(Dataset records about object locations)

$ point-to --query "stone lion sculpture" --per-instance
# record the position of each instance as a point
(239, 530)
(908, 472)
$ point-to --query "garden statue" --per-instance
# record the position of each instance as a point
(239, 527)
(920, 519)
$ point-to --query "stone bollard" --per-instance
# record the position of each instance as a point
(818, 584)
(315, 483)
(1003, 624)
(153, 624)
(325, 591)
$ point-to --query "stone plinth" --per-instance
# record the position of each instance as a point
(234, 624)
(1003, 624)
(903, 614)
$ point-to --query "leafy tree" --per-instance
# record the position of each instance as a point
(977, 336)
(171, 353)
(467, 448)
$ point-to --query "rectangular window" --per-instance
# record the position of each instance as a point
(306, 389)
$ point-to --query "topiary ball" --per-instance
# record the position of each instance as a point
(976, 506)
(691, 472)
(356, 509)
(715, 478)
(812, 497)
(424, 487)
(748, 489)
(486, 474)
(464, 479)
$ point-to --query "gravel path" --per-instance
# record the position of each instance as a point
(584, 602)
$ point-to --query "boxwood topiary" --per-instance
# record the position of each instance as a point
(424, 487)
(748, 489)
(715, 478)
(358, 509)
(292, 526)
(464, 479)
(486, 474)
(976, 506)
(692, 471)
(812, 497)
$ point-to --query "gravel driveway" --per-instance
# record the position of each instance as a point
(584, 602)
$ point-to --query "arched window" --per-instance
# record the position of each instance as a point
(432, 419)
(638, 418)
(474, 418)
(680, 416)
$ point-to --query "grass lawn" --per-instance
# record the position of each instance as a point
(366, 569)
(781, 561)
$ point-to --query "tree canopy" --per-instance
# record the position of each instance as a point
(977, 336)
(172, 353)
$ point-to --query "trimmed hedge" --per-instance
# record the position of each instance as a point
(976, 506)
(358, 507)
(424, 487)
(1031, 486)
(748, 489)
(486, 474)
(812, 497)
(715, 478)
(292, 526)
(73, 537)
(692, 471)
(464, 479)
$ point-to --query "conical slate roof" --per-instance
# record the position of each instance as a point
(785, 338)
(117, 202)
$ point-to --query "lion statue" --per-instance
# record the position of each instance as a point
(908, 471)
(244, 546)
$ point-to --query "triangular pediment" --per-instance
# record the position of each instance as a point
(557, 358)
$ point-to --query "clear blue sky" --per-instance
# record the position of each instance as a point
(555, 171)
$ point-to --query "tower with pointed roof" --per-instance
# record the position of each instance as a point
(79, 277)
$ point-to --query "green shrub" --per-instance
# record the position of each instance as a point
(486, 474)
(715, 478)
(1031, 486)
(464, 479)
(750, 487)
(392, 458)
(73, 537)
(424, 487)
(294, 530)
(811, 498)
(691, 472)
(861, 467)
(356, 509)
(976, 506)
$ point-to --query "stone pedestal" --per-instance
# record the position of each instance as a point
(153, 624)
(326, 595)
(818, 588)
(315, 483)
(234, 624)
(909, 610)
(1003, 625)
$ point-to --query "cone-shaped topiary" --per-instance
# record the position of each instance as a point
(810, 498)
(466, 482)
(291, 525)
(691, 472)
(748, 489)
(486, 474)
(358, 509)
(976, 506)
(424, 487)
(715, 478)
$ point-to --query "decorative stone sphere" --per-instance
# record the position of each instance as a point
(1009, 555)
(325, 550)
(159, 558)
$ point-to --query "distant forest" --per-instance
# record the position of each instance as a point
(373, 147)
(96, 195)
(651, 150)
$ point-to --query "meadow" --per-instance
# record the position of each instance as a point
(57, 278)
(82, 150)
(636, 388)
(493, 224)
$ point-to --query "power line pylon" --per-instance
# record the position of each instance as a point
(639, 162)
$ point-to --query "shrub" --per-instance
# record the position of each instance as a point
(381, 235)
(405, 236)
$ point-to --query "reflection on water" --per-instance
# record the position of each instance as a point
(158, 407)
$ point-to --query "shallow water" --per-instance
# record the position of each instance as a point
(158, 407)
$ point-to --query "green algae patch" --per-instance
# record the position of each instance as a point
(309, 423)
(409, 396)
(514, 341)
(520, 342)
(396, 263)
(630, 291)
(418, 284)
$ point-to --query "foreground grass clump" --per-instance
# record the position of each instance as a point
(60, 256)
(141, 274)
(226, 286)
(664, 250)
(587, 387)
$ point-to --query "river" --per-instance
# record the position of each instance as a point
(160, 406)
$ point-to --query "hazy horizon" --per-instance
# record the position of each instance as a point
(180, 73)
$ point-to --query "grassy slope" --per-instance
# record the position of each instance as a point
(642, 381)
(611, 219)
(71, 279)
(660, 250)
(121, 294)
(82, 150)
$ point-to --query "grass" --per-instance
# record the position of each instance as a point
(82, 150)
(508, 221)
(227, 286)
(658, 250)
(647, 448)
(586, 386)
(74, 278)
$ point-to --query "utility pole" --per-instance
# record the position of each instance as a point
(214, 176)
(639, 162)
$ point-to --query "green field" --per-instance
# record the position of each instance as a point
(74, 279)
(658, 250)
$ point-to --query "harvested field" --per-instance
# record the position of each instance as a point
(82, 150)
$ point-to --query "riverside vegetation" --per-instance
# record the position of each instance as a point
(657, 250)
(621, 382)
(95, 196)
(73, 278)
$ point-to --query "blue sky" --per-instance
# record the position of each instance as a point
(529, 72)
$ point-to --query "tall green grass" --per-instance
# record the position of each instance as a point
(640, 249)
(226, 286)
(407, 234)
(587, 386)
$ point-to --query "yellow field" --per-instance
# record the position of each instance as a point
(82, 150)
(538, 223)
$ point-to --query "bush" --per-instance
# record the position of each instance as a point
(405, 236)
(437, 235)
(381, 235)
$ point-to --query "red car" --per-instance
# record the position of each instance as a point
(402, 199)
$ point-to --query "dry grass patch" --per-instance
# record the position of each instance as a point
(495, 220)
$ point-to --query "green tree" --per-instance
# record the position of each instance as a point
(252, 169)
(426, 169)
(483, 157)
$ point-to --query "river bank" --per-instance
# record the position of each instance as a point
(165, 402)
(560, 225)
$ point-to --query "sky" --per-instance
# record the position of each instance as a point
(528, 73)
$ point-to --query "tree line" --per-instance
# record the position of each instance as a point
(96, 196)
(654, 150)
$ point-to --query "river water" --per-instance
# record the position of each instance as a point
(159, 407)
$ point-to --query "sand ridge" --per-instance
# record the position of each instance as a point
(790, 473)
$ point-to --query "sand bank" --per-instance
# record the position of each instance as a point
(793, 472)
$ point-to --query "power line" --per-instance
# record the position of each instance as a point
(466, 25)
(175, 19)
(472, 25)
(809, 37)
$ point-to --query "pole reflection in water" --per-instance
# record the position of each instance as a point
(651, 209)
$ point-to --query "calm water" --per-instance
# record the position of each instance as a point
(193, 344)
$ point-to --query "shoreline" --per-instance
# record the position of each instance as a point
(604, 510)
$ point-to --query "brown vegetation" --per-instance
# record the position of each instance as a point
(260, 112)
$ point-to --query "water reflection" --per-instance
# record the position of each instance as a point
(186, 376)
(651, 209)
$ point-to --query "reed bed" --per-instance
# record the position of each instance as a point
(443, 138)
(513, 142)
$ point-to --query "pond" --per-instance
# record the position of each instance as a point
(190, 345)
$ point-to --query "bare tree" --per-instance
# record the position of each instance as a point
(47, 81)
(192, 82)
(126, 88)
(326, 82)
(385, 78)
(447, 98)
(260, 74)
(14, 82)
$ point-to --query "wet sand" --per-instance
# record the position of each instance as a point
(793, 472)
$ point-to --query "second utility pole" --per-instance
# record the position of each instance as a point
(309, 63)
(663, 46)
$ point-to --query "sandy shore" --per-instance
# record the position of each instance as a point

Set problem
Would you give the material above again, complete and exact?

Exercise answer
$ point-to --query "stone lion sculpture" --per-instance
# record the position of each instance as a point
(239, 530)
(908, 472)
$ point-to --query "garden statue" --per-instance
# record the position of each instance as a point
(239, 527)
(920, 519)
$ point-to --query "stone bollard" --per-instance
# record the position of each instance as a point
(818, 584)
(315, 483)
(1003, 624)
(153, 624)
(325, 591)
$ point-to --query "stone plinth" --per-instance
# record the position of each instance as a point
(234, 624)
(1003, 624)
(903, 614)
$ point-to --query "leafy tree" --per-instance
# record the position of each instance as a point
(977, 336)
(171, 353)
(467, 448)
$ point-to --query "rectangular window" --per-instance
# record the position of each instance as a point
(306, 389)
$ point-to --query "topiary ball" --per-instance
# record the position of each instance as a point
(976, 506)
(691, 472)
(356, 509)
(715, 478)
(812, 497)
(424, 487)
(748, 489)
(486, 474)
(464, 479)
$ point-to --query "gravel path" --per-instance
# record the position of each instance as a point
(584, 602)
$ point-to --query "boxwood topiary" --per-instance
# record the position of each instance as a point
(424, 487)
(748, 489)
(715, 478)
(358, 509)
(292, 526)
(464, 479)
(486, 474)
(976, 506)
(692, 471)
(812, 497)
$ point-to --query "gravel driveway" --per-instance
# record the position of each instance as a point
(584, 602)
$ point-to --query "arched window" --per-instance
# record the position of each instance as a point
(432, 419)
(638, 418)
(474, 418)
(680, 416)
$ point-to --query "grass lawn" --per-instance
# record the position of each instance as a point
(366, 569)
(781, 561)
$ point-to --query "tree canopy" --per-instance
# record the position of each instance as a point
(977, 336)
(172, 353)
$ point-to --query "trimmed hedge" --per-instance
# record the position of each instance as a point
(976, 506)
(358, 507)
(424, 487)
(1031, 486)
(748, 489)
(486, 474)
(812, 497)
(715, 478)
(292, 526)
(73, 537)
(692, 471)
(464, 479)
$ point-to --query "conical slate roof" --per-instance
# record the position of each instance as a point
(785, 338)
(117, 202)
$ point-to --query "lion statue" --per-instance
# record the position of each instance as a point
(908, 471)
(244, 546)
$ point-to --query "triangular pediment" --per-instance
# record the position of each instance as a point
(557, 358)
$ point-to --query "clear blue sky" --per-instance
# record the position of each instance as a point
(555, 171)
$ point-to --query "tower with pointed roof" --per-instance
# record the position of each instance as a point
(79, 277)
$ point-to --query "green shrub" --per-instance
# record the position of each instance as a point
(486, 474)
(715, 478)
(1031, 486)
(464, 479)
(750, 487)
(392, 458)
(73, 537)
(424, 487)
(294, 530)
(811, 498)
(691, 472)
(861, 467)
(356, 509)
(976, 506)
$ point-to --query "stone pedestal" --per-instance
# record the position of each instance as a point
(153, 624)
(326, 595)
(818, 588)
(315, 483)
(234, 624)
(909, 610)
(1003, 625)
$ point-to --query "cone-shaped topiary" --per-instance
# record the position of each instance as a point
(810, 498)
(466, 482)
(291, 525)
(691, 472)
(748, 489)
(486, 474)
(358, 509)
(976, 506)
(424, 487)
(715, 478)
$ point-to --query "decorative stone sphere" --per-instance
# record the position of each instance as a point
(1009, 555)
(325, 550)
(159, 558)
$ point-to --query "distant forest" --per-instance
# record the position of each instance as a point
(373, 147)
(96, 195)
(651, 150)
$ point-to --query "meadow" --per-instance
# record the position of each instance as a point
(57, 278)
(82, 150)
(636, 388)
(493, 224)
$ point-to --query "power line pylon" --per-instance
# record the position of each instance as a point
(639, 162)
$ point-to --query "shrub" --per-instance
# record the position of each instance as a point
(381, 235)
(405, 236)
$ point-to --query "reflection on water" --per-instance
# record the position of each instance as a point
(158, 407)
$ point-to --query "shallow water" --per-instance
# record the position of each instance as a point
(158, 407)
$ point-to --query "green algae patch" --per-instance
# record the position of each instance as a point
(309, 423)
(409, 396)
(514, 341)
(520, 342)
(396, 263)
(630, 291)
(418, 284)
$ point-to --query "foreground grass clump" --per-instance
# record the position of each instance as a point
(60, 256)
(141, 274)
(226, 286)
(664, 250)
(587, 387)
$ point-to --query "river" --per-instance
# record the position of each instance as a point
(160, 406)
$ point-to --query "hazy horizon" --per-instance
# record the position of each instance as a point
(180, 73)
$ point-to --query "grassy slope" --per-instance
# record the position of each instance as a point
(642, 381)
(611, 219)
(71, 279)
(660, 250)
(121, 294)
(82, 150)
$ point-to --query "grass" --per-instance
# record the position of each instance as a point
(82, 150)
(508, 221)
(227, 286)
(658, 250)
(647, 448)
(586, 386)
(74, 278)
$ point-to --query "utility pole" --per-instance
# record the position of each instance as a point
(214, 176)
(639, 162)
$ point-to --query "green field" --per-instance
# record the position of each instance as a point
(74, 279)
(658, 250)
$ point-to --query "harvested field" --per-instance
# record the position of each instance as a point
(82, 150)
$ point-to --query "riverside vegetation" --per-instance
# record the position of each instance as a point
(657, 250)
(621, 382)
(95, 196)
(73, 278)
$ point-to --query "blue sky" --per-instance
# record the position of each instance as a point
(529, 72)
$ point-to --query "tall green grass" --per-instance
# record the position of each instance as a point
(640, 249)
(226, 286)
(407, 234)
(587, 386)
$ point-to --query "yellow field" --per-instance
# record the position of each instance as a point
(82, 150)
(538, 223)
$ point-to --query "bush" --per-instance
# record the position of each instance as a point
(405, 236)
(437, 235)
(381, 235)
$ point-to --query "red car" --per-instance
# record the position of each instance as a point
(402, 199)
$ point-to --query "dry grass patch" --per-instance
# record the position of each instance as a point
(495, 220)
$ point-to --query "green tree" --per-instance
# record the position of each instance as a point
(252, 169)
(426, 169)
(483, 157)
$ point-to --query "river bank" --per-instance
# record the position of each instance as a point
(165, 402)
(560, 225)
$ point-to --query "sky" --per-instance
# record the position of each instance as a point
(528, 73)
$ point-to --query "tree line" --per-instance
# record the position of each instance as a point
(96, 196)
(654, 150)
$ point-to --query "river water" --per-instance
# record the position of each instance as a point
(159, 407)
$ point-to --query "sand ridge" --per-instance
# record the position of each instance as a point
(790, 473)
$ point-to --query "sand bank" --per-instance
# record the position of each instance as a point
(793, 472)
$ point-to --query "power line" --per-instance
# record the position of each instance as a point
(466, 25)
(175, 19)
(472, 25)
(809, 37)
$ point-to --query "pole reflection in water" --per-instance
# record the position of each instance as a point
(651, 209)
$ point-to --query "calm water" --per-instance
# record the position of each instance as a point
(193, 344)
$ point-to --query "shoreline" --per-instance
# record the position of each instance as a point
(604, 510)
$ point-to --query "brown vegetation" --per-instance
# record the position of each instance as a point
(260, 112)
$ point-to --query "water reflection" --per-instance
# record the position of each instance as a point
(186, 376)
(651, 209)
$ point-to --query "reed bed" --per-instance
# record the position of each instance as a point
(443, 138)
(513, 142)
$ point-to --query "pond" --per-instance
# record the position of each instance as a point
(190, 345)
$ point-to --query "bare tree" --per-instance
# record the position of each instance as a point
(47, 81)
(192, 82)
(126, 88)
(326, 82)
(385, 78)
(447, 98)
(260, 74)
(14, 82)
$ point-to --query "wet sand" --per-instance
# record the position of each instance as a point
(793, 472)
$ point-to --query "second utility pole" --per-instance
# record the position of each instance as a point
(309, 63)
(663, 46)
$ point-to --query "sandy shore" --per-instance
# record the position of each instance as a point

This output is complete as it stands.